Leestekst:

───

Eye on Palestine sprak met Hasan Nakhleh van Toot ARD

Eye on Palestine is een festival dat kwaliteitsvolle en prikkelende Palestina-gerelateerde film en kunst in België promoot. Raadpleeg het volledig programma op www.eyeonpalestine.be

donderdag 27 maart 2014 14:16
Spread the love

Mountain Reggae van de
Golan

Maandag jl. opende
de vierde editie van Eye on Palestine in de Brusselse KVS. Op het programma
stonden de film Apples from the Golan en een concert van Toot Ard, een groep
van vijf twintigers uit Majdal Shams. Toot Ard wordt één van de meest
veelbelovende groepen uit de levant genoemd. Ze charmeerden het publiek met
muziek die de vertrouwde categorieën moeiteloos overstijgt.

Eye on Palestine
had een openhartig gesprek met zanger en pianist Hasan Nakhleh over genres,
grenzen en identiteit – of de overdosis daarvan.

De muziek die Toot
Ard speelt, past niet in een hokje. Hoe beschrijven jullie het zelf?

We spelen met reggae- en skaritmes, waar we allerlei
elementen inbrengen, vanuit klassieke Arabische muziek, maar ook uit jazz en
Afrikaanse muziek. Verschillende bandleden starten binnenkort studies aan het
conservatorium en de meeste zullen verdergaan in jazz. De klassieke Arabische
muziek hebben we allemaal van thuis uit meegekregen. Het genre bestaat nog niet
denk ik, wij noemen het mountain reggae.

Hoe liep jullie
muzikale pad tot wat jullie nu spelen?

Toen we tieners waren hadden we een andere band, met
dezelfde leden. We heetten Red Line, en komt misschien als een verrassing, maar
we zijn begonnen bij metal. Dat was waar we als tieners naar luisterden. De
klassieke Arabische muziek kregen we van thuis mee. We allemaal op de
muziekschool in Majdal Shams waar we de klassieke Arabische instrumenten
leerden bespelen. Rami (drums, broer van Hasan) en ik komen uit een
muzikale familie waar veel ‘serieuze’ Arabische muziek gespeeld wordt – de ‘heavy
stuff’ (lacht)
. Later ontdekten we The Beatles en Bob Marley en toen zijn
we covers beginnen spelen. Ongeveer vijf jaar geleden zijn we gestart met eigen
composities. Daarmee was Toot Ard geboren.

Toot Ard. Waar
komt de naam vandaan?

In de Golan is het Arabische woord voor aardbeien toot ard.

───

Opdracht A:
Hoe heette de band volgens het interview over Toot Ard toen de leden nog tieners waren?
Opdracht B:
Neem uit het interview over Toot Ard letterlijk over vanaf "Eye on Palestine is" tot en met "categorieën moeiteloos overstijgt.".
Opdracht C:
Schrijf het interview over Toot Ard verder, te beginnen na de laatste zin.
De gegevens hieronder spelen hierbij geen rol.

Gegevens:
───

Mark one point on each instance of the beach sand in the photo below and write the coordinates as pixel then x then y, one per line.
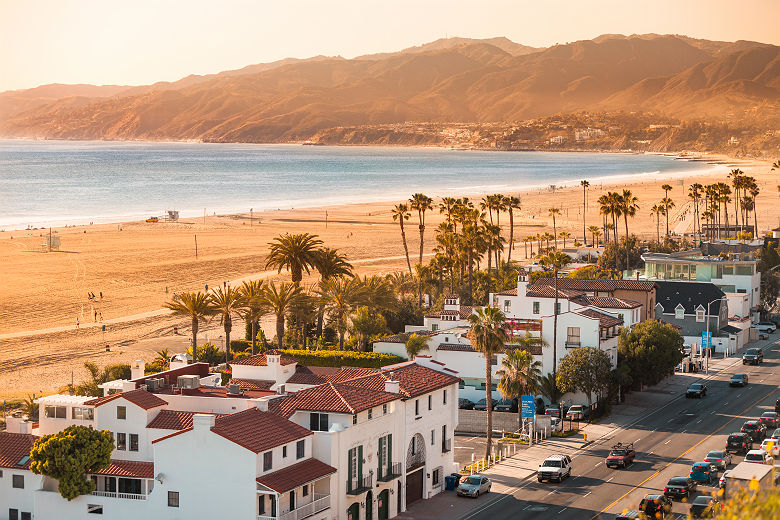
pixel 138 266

───

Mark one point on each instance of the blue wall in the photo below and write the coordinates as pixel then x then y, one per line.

───

Antwoord A:
Red Line.

Antwoord B:
Eye on Palestine is een festival dat kwaliteitsvolle en prikkelende Palestina-gerelateerde film en kunst in België promoot. Raadpleeg het volledig programma op www.eyeonpalestine.be

donderdag 27 maart 2014 14:16
Spread the love

Mountain Reggae van de
Golan

Maandag jl. opende
de vierde editie van Eye on Palestine in de Brusselse KVS. Op het programma
stonden de film Apples from the Golan en een concert van Toot Ard, een groep
van vijf twintigers uit Majdal Shams. Toot Ard wordt één van de meest
veelbelovende groepen uit de levant genoemd. Ze charmeerden het publiek met
muziek die de vertrouwde categorieën moeiteloos overstijgt.

Antwoord C:
We luisterden veel naar reggae en het was tijd om het nieuwe project een naam
te geven. Zhet mocht niet te vergezocht zijn, maar toch symbool staan voor de
muziek die we maken. We spelen omdat we willen spelen, meer vanuit een gevoel
dan vanuit ons hoofd. We kwamen per toeval op Toot Ard en we hebben er niet
veel meer over nagedacht, het klopte.

Er komt veel samen
in jullie muziek. Verschillende muzikale genres, Arabisch en Engels, de stem
van een nieuwe generatie naast poëzie van een vorige generatie. Hoe wordt deze
mix geapprecieerd?

Over het algemeen zijn er twee uiteenlopende reacties.
Enerzijds is er een nood aan alternatieve Arabische muziek. We worden
overspoeld met Arabische popmuziek, die plastieken business waar enorm veel
geld mee gemoeid is en die je overal tegenkomt. Anderzijds zijn er mensen die
niet akkoord zijn met de manier waarop we met de klassieke Arabische muziek aan
de slag gaan. Die liever bij de wortels van het genre blijven en niet verrast
willen worden met nieuwe interpretaties ervan. We worstelen zelf nog met het
evenwicht.

We werken aan een nieuw album met veel meer Engelse teksten.
Van het Arabische publiek hebben we hier al teleurgestelde reacties over
gekregen. Mensen daar hebben niet per se nood aan dat Engelse. Maar we spelen
vaak voor publiek dat geen Arabisch begrijpt, en hoewel het interessant kan
zijn om naar Arabische teksten te luisteren zonder ze te begrijpen, is het fijn
om ook te zingen in een taal die dat publiek wel begrijpt.

In één van jullie
nummers is een gedicht van Mahmoud Darwish verwerkt, in het Engels. Hoe ben je
daartoe gekomen?

Dat ging per toeval. Ik las in een boek een gedicht van
Darwish, Ahmad Al-Za’atar. Het is en fel gedicht, over een Palestijns vluchtelingenkamp
in het zuiden van Libanon. Er stond een prachtige Engelse vertaling naast die
op zichzelf een nieuw, ander gedicht werd. Darwish is geliefd en geprezen
vanwege zijn talent om Palestina in woorden te vatten. Maar als je uit het
nieuwe gedicht de typisch Arabische elementen weglaat, vat het iets even sterk
en universeel. Het gaat over identiteit, of de zoektocht daarnaar, op zo’n
manier dat iedereen er zich in kan herkennen. Ik vind mezelf geen groot
schrijver, maar aan deze tekst moest weinig veranderd worden. Ik kon de
verschillende stukken zo in de muziek passen.

Majdal Shams ligt
dichter bij Damascus en Beiroet dan bij Tel Aviv en Jeruzalem. Maar jullie zijn
er nog nooit geweest. Jullie muziek overstijgt de grenzen van genres, maar
jullie zitten vast tussen de politieke grenzen.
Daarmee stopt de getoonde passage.